● WHAT TO PRODUCE
Reproduce verbatim the stretch of lines from the one containing "In this exercise you will locate the dog's tail" through the last line below, both included.

● DATA SHOWN

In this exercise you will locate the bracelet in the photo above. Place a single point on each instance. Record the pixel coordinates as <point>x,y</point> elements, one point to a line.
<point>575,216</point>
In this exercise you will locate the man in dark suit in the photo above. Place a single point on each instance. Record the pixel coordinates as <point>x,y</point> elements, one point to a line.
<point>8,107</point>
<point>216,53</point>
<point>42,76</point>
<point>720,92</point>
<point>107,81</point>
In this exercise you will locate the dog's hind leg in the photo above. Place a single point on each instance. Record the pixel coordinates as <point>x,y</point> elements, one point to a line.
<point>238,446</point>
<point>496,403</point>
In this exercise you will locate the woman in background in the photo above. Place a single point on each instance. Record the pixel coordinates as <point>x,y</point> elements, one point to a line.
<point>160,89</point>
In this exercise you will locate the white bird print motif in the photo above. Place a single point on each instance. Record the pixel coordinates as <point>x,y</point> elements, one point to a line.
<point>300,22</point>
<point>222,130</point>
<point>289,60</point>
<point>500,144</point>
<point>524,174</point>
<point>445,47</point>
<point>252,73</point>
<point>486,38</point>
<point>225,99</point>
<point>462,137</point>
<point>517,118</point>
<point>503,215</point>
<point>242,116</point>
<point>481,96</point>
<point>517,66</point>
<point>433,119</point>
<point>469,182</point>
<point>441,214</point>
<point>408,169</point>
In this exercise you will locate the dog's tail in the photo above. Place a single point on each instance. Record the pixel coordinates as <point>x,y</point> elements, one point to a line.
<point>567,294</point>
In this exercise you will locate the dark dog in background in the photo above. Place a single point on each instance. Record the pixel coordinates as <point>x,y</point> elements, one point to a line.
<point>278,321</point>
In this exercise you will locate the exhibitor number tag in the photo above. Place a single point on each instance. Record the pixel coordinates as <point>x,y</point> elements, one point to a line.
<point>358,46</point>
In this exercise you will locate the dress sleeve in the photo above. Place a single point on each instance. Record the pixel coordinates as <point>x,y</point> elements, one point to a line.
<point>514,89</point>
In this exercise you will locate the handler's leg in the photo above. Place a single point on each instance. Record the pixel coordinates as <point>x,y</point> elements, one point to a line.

● FULL RESPONSE
In this exercise you will locate the dog's tail in the photo above. Place a single point on each instance. Record the pixel coordinates as <point>x,y</point> elements, one point to a line.
<point>567,294</point>
In this exercise you will locate the dark dog in background in the photo above. Place a single point on each instance. Record the pixel coordinates as <point>x,y</point> elements, one point to a line.
<point>278,321</point>
In this exercise you will locate the exhibitor number tag in the photo above. Place a single point on each instance. Record the pixel coordinates as <point>x,y</point> elements, one point to a line.
<point>358,46</point>
In this exercise you will locate the dress sleeve in the photo above. Place a single point on each instance. Record the pixel coordinates as <point>x,y</point> elements, one point to a line.
<point>514,89</point>
In this exercise you will locate the handler's leg in the photo above. Place a single point on each instance. Record the pixel coordinates as <point>x,y</point> elements, one point to a line.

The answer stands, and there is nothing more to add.